Troubleshooting high-availability configurations for SAP

In high-availability configurations for SAP on Google Cloud, the root cause of issues might lie in the clustering software, the SAP software, the Google Cloud infrastructure, or some combination of these.

Analyze Pacemaker logs in Cloud Logging

The following video shows how you can start troubleshooting high-availability configurations for SAP on Google Cloud using Cloud Logging.

Failed node in a Linux cluster doesn't restart properly after a failover

If your Linux high-availability cluster uses the fence_gce fence agent and a fenced VM fails to rejoin the cluster after a failover, you might need to delay the start of the Corosync software when fenced VMs restart.

Issue

During a failover, the fence_gce agent fences the failed Compute Engine VM, which reboots and rejoins the cluster before Pacemaker registers the fence action as complete. Because the fence action is not registered as complete, the rebooted VM shuts down its Pacemaker and Corosync services and leaves the cluster.

Diagnosis

To confirm that this is your issue:

  • Make sure that your cluster is using the fence_gce agent:

    RHEL

    pcs config

    SLES

    crm config show

    The fence agent definition includes fence_gce.

    RHEL

    Stonith Devices:
    Resource: STONITH-example-ha-vm1 (class=stonith type=fence_gce)
    Attributes: port=example-ha-vm1 project=example-project-123456 zone=us-central1-a
    Operations: monitor interval=300s timeout=120s (STONITH-example-ha-vm1-monitor-interval-60s)
    Resource: STONITH-example-ha-vm2 (class=stonith type=fence_gce)
    Attributes: port=example-ha-vm2 project=example-project-123456 zone=us-central1-c
    Operations: monitor interval=300s timeout=120s (STONITH-example-ha-vm2-monitor-interval-60s)
    

    SLES

    primitive fence-example-ha-vm1 stonith:fence_gce \
     op monitor interval=300s timeout=120s \
     op start interval=0 timeout=60s \
     params port=example-ha-vm1 zone=us-central1-a project=example-project-123456
    primitive fence-example-ha-vm2 stonith:fence_gce \
     op monitor interval=300s timeout=120s \
     op start interval=0 timeout=60s \
     params port=example-ha-vm2 zone=us-central1-c project=example-project-123456
  • Check the system log for the following messages:

    DATESTAMP> node2 stonith-ng[1106]:  notice: Operation reboot of node2 by node1 for stonith_admin.1366@node1.c3382af8: OK
    DATESTAMP> node2 stonith-ng[1106]:   error: stonith_construct_reply: Triggered assert at commands.c:2343 : request != NULL
    DATESTAMP> node2 stonith-ng[1106]: warning: Can't create a sane reply
    DATESTAMP> node2 crmd[1110]:    crit: We were allegedly just fenced by node1 for node1!

Exercise prompt:
Answer these questions from the text on SAP high-availability troubleshooting.
(a) Which command confirms the fence agent on SLES?
(b) What does the rebooted VM do when the fence action is not registered as complete?
(c) In which zone is example-ha-vm2?

Dataset content:
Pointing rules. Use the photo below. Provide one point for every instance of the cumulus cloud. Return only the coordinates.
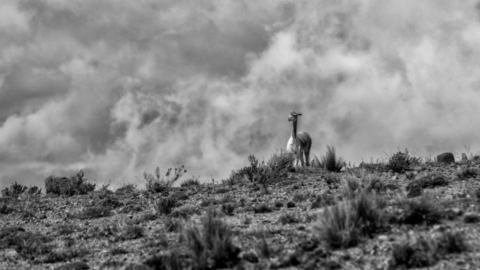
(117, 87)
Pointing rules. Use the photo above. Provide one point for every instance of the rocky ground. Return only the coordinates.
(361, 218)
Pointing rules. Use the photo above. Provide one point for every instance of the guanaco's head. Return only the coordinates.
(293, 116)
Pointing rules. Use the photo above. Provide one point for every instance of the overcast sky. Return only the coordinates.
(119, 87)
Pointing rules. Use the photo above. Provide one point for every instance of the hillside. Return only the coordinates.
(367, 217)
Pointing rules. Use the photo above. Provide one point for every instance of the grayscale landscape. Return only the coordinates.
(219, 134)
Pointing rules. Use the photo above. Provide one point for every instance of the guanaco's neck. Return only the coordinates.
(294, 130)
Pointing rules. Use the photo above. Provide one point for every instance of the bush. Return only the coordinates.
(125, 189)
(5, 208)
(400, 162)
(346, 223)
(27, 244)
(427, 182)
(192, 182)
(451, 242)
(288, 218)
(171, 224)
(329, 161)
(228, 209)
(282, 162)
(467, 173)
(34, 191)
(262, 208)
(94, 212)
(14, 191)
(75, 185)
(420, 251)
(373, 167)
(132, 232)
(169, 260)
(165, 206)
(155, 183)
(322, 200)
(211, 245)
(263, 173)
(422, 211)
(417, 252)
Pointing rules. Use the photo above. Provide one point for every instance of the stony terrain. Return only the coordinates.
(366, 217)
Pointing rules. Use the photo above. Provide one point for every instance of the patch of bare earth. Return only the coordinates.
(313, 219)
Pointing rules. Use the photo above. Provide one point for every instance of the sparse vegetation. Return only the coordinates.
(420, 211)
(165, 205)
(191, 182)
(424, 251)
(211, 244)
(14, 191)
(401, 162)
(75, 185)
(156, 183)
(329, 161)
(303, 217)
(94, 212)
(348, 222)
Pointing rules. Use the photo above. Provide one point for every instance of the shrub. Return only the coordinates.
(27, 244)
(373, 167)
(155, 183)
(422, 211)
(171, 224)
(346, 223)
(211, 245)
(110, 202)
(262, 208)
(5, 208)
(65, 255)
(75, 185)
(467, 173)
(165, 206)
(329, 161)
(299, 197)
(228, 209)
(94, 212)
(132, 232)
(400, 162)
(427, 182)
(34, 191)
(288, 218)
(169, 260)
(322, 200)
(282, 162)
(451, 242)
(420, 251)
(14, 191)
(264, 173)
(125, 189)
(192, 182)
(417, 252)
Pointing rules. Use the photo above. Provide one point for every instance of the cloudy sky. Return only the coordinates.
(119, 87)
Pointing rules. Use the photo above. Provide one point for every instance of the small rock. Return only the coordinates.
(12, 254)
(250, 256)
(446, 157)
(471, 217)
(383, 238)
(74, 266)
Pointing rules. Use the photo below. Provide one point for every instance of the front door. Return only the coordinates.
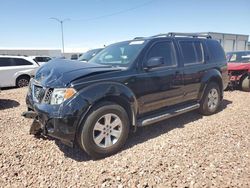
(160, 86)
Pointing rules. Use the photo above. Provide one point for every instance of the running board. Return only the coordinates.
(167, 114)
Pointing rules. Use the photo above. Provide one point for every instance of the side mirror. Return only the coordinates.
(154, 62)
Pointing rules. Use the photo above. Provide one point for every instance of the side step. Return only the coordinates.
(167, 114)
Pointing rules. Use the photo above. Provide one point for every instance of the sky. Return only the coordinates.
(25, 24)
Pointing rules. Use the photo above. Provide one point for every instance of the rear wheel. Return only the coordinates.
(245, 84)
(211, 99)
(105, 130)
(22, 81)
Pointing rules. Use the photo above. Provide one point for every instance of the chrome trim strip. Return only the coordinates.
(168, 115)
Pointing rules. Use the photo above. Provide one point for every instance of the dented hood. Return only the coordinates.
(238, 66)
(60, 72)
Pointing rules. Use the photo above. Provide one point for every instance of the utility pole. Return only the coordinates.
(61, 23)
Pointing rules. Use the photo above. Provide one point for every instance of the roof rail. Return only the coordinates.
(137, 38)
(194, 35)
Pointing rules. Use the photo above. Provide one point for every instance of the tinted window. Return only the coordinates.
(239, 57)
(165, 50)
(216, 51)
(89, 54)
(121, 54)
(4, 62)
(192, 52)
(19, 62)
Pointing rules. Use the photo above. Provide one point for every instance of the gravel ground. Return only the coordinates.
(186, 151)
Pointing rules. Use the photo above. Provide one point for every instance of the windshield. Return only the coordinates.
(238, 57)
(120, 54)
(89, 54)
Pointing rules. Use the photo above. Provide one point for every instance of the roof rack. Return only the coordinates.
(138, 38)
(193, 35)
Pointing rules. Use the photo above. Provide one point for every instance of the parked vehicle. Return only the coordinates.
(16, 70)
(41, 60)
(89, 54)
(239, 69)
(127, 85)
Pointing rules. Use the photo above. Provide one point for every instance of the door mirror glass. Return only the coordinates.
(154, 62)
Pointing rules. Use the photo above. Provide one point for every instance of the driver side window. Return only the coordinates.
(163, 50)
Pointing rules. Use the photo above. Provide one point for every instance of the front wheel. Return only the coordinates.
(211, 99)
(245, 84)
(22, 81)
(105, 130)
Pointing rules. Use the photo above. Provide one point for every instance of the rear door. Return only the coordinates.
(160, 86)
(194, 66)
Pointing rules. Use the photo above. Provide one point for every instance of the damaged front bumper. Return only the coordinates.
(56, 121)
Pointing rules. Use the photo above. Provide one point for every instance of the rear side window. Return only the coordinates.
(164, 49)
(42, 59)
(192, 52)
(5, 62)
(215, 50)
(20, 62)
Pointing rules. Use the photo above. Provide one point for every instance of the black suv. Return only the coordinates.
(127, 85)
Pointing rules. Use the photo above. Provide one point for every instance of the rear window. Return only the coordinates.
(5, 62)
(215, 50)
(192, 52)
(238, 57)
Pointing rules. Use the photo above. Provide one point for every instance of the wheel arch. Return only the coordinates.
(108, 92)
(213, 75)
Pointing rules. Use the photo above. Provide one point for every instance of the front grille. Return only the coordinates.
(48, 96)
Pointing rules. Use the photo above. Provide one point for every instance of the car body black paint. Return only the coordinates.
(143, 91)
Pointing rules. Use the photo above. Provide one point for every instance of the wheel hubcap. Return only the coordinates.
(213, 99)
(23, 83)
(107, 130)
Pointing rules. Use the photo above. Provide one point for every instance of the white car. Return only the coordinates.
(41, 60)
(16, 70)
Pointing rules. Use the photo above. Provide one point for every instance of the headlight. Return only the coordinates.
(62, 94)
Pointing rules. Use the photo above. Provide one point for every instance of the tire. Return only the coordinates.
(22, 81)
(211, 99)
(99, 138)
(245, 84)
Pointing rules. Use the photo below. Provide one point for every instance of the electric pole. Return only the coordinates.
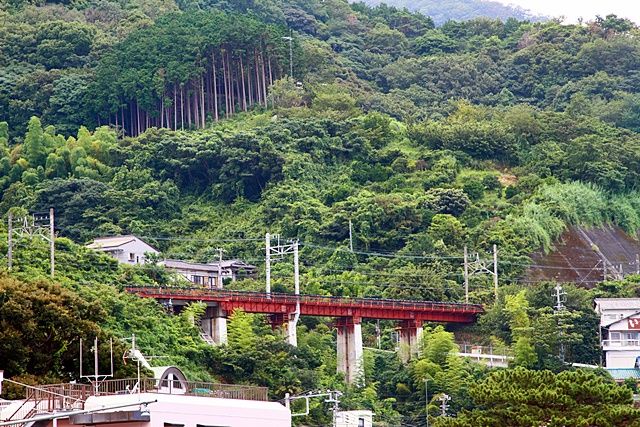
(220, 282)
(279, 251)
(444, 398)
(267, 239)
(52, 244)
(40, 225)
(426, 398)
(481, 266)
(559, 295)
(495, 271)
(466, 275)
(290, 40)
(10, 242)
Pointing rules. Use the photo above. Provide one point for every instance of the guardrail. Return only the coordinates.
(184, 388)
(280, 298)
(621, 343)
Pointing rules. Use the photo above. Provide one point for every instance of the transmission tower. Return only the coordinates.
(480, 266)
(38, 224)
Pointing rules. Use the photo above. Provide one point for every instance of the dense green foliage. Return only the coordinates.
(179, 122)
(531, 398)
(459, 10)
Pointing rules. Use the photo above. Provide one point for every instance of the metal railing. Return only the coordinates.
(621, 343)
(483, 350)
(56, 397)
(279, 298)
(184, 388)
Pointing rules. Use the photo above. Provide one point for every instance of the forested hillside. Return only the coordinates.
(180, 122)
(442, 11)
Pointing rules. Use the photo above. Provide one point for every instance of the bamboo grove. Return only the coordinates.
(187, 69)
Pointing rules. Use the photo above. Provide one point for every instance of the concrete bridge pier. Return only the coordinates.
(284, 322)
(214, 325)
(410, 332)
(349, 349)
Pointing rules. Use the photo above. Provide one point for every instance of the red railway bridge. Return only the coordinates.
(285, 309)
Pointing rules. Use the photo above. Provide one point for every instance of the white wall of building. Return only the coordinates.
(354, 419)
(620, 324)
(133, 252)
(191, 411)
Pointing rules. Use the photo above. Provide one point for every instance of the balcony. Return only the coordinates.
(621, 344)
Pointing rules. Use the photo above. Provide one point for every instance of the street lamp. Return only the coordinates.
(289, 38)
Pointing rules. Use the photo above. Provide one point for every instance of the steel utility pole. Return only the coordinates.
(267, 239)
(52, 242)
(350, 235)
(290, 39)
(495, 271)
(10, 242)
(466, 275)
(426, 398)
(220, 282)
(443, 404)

Your solution:
(a) crm config show
(b) It shuts down its Pacemaker and Corosync services and leaves the cluster.
(c) us-central1-c